##### SOURCE DATA

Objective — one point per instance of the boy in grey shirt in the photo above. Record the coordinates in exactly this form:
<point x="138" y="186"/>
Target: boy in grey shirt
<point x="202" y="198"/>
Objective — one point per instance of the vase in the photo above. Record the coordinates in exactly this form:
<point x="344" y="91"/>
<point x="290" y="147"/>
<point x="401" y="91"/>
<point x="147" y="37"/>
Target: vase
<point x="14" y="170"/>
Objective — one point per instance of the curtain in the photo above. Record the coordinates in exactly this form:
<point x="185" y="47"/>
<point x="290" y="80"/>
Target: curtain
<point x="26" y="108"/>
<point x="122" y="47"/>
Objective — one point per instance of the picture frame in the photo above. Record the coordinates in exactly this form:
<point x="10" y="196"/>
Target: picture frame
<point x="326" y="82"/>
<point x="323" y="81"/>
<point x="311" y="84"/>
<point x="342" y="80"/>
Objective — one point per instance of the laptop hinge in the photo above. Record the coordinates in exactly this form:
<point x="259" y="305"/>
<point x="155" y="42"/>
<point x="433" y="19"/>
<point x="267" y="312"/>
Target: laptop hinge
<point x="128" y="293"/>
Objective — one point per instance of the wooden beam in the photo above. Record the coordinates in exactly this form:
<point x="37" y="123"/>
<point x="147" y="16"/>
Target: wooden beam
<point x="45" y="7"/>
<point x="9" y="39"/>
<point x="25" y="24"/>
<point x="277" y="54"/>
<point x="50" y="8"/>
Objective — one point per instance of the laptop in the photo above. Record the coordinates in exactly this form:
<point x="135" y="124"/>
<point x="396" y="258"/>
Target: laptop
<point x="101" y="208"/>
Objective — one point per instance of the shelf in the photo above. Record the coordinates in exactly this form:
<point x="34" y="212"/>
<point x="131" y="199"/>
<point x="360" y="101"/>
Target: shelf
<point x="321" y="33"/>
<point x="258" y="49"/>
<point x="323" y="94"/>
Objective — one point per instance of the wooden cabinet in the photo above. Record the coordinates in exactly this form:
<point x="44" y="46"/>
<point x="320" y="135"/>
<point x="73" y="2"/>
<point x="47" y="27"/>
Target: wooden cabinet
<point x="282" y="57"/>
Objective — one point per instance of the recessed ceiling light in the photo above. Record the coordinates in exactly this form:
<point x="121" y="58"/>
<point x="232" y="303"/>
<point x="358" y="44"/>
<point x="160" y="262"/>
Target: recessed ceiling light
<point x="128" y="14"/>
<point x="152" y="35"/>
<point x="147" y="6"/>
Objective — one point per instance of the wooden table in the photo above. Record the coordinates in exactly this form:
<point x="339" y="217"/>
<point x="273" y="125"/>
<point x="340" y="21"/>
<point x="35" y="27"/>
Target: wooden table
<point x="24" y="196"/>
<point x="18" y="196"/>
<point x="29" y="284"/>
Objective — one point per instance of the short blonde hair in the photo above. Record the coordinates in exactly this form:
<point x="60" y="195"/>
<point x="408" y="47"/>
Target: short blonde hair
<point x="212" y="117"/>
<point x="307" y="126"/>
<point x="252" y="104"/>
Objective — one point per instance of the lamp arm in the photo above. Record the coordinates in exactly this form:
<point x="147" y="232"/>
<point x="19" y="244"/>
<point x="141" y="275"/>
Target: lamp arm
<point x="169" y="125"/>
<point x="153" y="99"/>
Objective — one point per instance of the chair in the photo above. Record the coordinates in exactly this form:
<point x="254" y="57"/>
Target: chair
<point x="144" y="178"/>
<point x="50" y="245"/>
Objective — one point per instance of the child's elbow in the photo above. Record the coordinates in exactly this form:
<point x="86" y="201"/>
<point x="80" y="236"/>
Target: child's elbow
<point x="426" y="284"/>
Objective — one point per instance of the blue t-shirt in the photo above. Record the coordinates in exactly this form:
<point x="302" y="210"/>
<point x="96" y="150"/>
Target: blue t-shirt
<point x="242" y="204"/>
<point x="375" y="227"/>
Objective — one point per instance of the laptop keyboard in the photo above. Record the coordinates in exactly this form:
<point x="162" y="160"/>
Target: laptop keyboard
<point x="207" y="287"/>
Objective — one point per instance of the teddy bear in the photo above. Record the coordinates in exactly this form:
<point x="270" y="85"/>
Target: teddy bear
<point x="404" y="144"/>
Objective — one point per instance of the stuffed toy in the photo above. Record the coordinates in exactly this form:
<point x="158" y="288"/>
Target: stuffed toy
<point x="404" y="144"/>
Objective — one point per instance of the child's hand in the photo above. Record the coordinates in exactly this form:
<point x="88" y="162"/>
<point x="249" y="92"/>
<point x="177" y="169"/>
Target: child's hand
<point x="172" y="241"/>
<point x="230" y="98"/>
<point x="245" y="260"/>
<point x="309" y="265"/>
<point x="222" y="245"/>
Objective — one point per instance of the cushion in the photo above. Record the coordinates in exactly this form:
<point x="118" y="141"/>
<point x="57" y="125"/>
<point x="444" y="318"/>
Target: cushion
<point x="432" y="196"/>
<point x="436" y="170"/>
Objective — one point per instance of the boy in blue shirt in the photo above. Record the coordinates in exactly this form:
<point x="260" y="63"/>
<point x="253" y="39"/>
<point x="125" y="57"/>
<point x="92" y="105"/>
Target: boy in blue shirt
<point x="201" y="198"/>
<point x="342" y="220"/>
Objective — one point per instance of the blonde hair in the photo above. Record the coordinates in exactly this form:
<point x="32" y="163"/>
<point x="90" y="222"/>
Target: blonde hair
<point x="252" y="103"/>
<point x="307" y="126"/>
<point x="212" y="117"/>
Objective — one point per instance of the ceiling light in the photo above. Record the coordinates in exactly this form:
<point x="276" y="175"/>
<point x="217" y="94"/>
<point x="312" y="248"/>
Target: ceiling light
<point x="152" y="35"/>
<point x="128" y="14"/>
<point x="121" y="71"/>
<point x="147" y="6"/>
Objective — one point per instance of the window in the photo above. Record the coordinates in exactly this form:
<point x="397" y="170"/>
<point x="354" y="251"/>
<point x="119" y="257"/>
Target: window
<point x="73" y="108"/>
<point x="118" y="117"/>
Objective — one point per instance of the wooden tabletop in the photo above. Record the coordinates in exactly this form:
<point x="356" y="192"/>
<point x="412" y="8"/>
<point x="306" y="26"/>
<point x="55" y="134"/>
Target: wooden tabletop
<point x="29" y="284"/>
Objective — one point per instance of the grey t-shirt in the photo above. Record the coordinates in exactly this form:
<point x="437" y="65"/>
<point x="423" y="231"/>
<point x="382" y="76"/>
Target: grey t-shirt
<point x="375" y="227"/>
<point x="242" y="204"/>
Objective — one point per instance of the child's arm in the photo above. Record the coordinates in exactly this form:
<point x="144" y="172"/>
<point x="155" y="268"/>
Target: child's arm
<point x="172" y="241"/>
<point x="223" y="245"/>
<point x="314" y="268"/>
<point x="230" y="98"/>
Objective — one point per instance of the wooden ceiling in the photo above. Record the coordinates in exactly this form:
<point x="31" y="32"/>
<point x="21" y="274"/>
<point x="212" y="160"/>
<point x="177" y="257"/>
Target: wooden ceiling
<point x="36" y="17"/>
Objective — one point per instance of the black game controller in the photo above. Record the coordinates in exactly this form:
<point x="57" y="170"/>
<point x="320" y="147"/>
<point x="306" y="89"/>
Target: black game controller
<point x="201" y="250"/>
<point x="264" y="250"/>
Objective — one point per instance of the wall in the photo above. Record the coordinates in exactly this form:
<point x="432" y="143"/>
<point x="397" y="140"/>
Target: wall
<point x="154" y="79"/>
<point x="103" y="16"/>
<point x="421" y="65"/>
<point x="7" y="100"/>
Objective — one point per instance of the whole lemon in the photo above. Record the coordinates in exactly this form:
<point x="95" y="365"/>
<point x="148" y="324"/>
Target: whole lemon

##########

• [EXERCISE]: Retype all of the records above without a single alteration.

• [OUTPUT BELOW]:
Objective — one point per instance of the boy in grey shirt in the photo above. Record the coordinates in exactly this form:
<point x="138" y="186"/>
Target: boy in grey shirt
<point x="202" y="198"/>
Objective — one point per instance of the vase in the photo above. Record the coordinates in exactly this form:
<point x="344" y="91"/>
<point x="290" y="147"/>
<point x="401" y="91"/>
<point x="147" y="37"/>
Target: vase
<point x="14" y="170"/>
Objective — one point per instance of the curtain in the photo above. Record the coordinates in exactly this form:
<point x="185" y="47"/>
<point x="290" y="80"/>
Target: curtain
<point x="26" y="108"/>
<point x="122" y="47"/>
Objective — one point per instance of the picture frame in the photo above. Record the coordinates in exactly this form:
<point x="10" y="196"/>
Target: picture frame
<point x="326" y="82"/>
<point x="323" y="81"/>
<point x="311" y="84"/>
<point x="342" y="80"/>
Objective — one point per instance of the laptop hinge in the photo above. Record the coordinates in exactly this form:
<point x="259" y="305"/>
<point x="155" y="42"/>
<point x="433" y="19"/>
<point x="267" y="312"/>
Target: laptop hinge
<point x="128" y="293"/>
Objective — one point per instance of the wooden beam in the photo above. Record the coordinates in exactly this form:
<point x="37" y="123"/>
<point x="147" y="16"/>
Target: wooden beam
<point x="45" y="7"/>
<point x="9" y="39"/>
<point x="25" y="24"/>
<point x="277" y="54"/>
<point x="50" y="8"/>
Objective — one point per instance of the laptop in the photo above. Record the coordinates in exactly this form:
<point x="135" y="124"/>
<point x="396" y="258"/>
Target: laptop
<point x="101" y="208"/>
Objective — one point per instance of the shelf in the photo above. Record the coordinates in exactly this form:
<point x="34" y="212"/>
<point x="131" y="199"/>
<point x="360" y="101"/>
Target: shelf
<point x="321" y="33"/>
<point x="258" y="49"/>
<point x="323" y="94"/>
Objective — one point per instance of the wooden cabinet in the photo above. Record the coordinates in exactly this form:
<point x="44" y="46"/>
<point x="320" y="135"/>
<point x="73" y="2"/>
<point x="47" y="27"/>
Target: wooden cabinet
<point x="282" y="57"/>
Objective — one point per instance of the recessed ceiling light in the photo above. Record the coordinates in exactly this form:
<point x="121" y="58"/>
<point x="232" y="303"/>
<point x="358" y="44"/>
<point x="160" y="262"/>
Target: recessed ceiling light
<point x="128" y="14"/>
<point x="152" y="35"/>
<point x="147" y="6"/>
Objective — one point per instance of the wooden table in the photo above. Record the coordinates in exactly this form:
<point x="339" y="217"/>
<point x="273" y="125"/>
<point x="340" y="21"/>
<point x="35" y="27"/>
Target: wooden table
<point x="24" y="196"/>
<point x="18" y="196"/>
<point x="29" y="284"/>
Objective — one point per instance of the short blonde hair in the photo above. Record the coordinates in exactly this form:
<point x="60" y="195"/>
<point x="408" y="47"/>
Target: short blonde hair
<point x="212" y="117"/>
<point x="307" y="126"/>
<point x="252" y="104"/>
Objective — one point per instance of the lamp arm in the photo above. Record the coordinates in exactly this form:
<point x="147" y="232"/>
<point x="19" y="244"/>
<point x="141" y="275"/>
Target: lamp arm
<point x="169" y="125"/>
<point x="153" y="99"/>
Objective — one point per instance of the chair in the photo above. Record the coordinates in exactly this form:
<point x="254" y="57"/>
Target: chair
<point x="144" y="178"/>
<point x="50" y="245"/>
Objective — one point per instance of the child's elbow in the photo above. Record the coordinates in exactly this form:
<point x="86" y="201"/>
<point x="80" y="236"/>
Target: child's elbow
<point x="426" y="284"/>
Objective — one point per instance of the blue t-shirt in the photo above. Record the coordinates in exactly this form:
<point x="302" y="210"/>
<point x="96" y="150"/>
Target: blue t-shirt
<point x="242" y="204"/>
<point x="375" y="227"/>
Objective — one point per instance of the laptop keyboard in the photo above. Record the coordinates in exactly this form:
<point x="162" y="160"/>
Target: laptop keyboard
<point x="207" y="287"/>
Objective — one point per instance of the teddy bear in the photo above. Record the coordinates in exactly this form:
<point x="270" y="85"/>
Target: teddy bear
<point x="404" y="144"/>
Objective — one point per instance of the stuffed toy in the photo above. Record the coordinates in exactly this form:
<point x="158" y="288"/>
Target: stuffed toy
<point x="404" y="144"/>
Objective — one point per instance of the child's hand in the photo above. Record the coordinates in exactly this form:
<point x="88" y="162"/>
<point x="249" y="92"/>
<point x="177" y="169"/>
Target: child's hand
<point x="172" y="241"/>
<point x="230" y="98"/>
<point x="245" y="260"/>
<point x="309" y="265"/>
<point x="222" y="245"/>
Objective — one point per instance of the cushion in the photo above. Record the coordinates in exactly this form:
<point x="118" y="141"/>
<point x="57" y="125"/>
<point x="444" y="318"/>
Target: cushion
<point x="432" y="196"/>
<point x="436" y="170"/>
Objective — one point per instance of the boy in blue shirt in the photo above. Record the coordinates in exactly this form:
<point x="260" y="63"/>
<point x="253" y="39"/>
<point x="125" y="57"/>
<point x="92" y="105"/>
Target: boy in blue shirt
<point x="201" y="198"/>
<point x="342" y="220"/>
Objective — one point per instance of the blonde hair in the photo above. Record the coordinates in exactly this form:
<point x="32" y="163"/>
<point x="90" y="222"/>
Target: blonde hair
<point x="252" y="103"/>
<point x="307" y="126"/>
<point x="212" y="117"/>
Objective — one point per instance of the ceiling light in the photo above. Record the coordinates in exactly this form:
<point x="276" y="175"/>
<point x="217" y="94"/>
<point x="312" y="248"/>
Target: ceiling light
<point x="152" y="35"/>
<point x="128" y="14"/>
<point x="121" y="71"/>
<point x="147" y="6"/>
Objective — one point per instance of the window in the photo above. Record the coordinates in exactly this form:
<point x="397" y="170"/>
<point x="354" y="251"/>
<point x="119" y="257"/>
Target: window
<point x="73" y="108"/>
<point x="118" y="117"/>
Objective — one point per instance of the wooden tabletop in the photo above. Record the coordinates in exactly this form:
<point x="356" y="192"/>
<point x="412" y="8"/>
<point x="306" y="26"/>
<point x="55" y="134"/>
Target: wooden tabletop
<point x="29" y="284"/>
Objective — one point per instance of the grey t-shirt in the photo above. Record the coordinates in exactly this form:
<point x="437" y="65"/>
<point x="423" y="231"/>
<point x="382" y="76"/>
Target: grey t-shirt
<point x="375" y="227"/>
<point x="242" y="204"/>
Objective — one point per instance of the child's arm in the photo above. Record the coordinates in exactly this form:
<point x="144" y="172"/>
<point x="155" y="268"/>
Target: child's arm
<point x="172" y="241"/>
<point x="223" y="245"/>
<point x="314" y="268"/>
<point x="230" y="98"/>
Objective — one point per instance of the wooden ceiling in the photo above. Record the coordinates in exactly this form:
<point x="31" y="32"/>
<point x="21" y="274"/>
<point x="212" y="160"/>
<point x="177" y="257"/>
Target: wooden ceiling
<point x="36" y="17"/>
Objective — one point per instance of the black game controller in the photo above. Record the coordinates in exactly this form:
<point x="57" y="170"/>
<point x="320" y="147"/>
<point x="306" y="89"/>
Target: black game controller
<point x="201" y="250"/>
<point x="264" y="250"/>
Objective — one point per instance of the wall in the photo above. Record the coordinates in exactly this form:
<point x="432" y="143"/>
<point x="397" y="140"/>
Target: wall
<point x="154" y="79"/>
<point x="103" y="16"/>
<point x="421" y="65"/>
<point x="7" y="100"/>
Objective — one point per instance of the whole lemon in the photo above. Record the coordinates in exactly this form:
<point x="95" y="365"/>
<point x="148" y="324"/>
Target: whole lemon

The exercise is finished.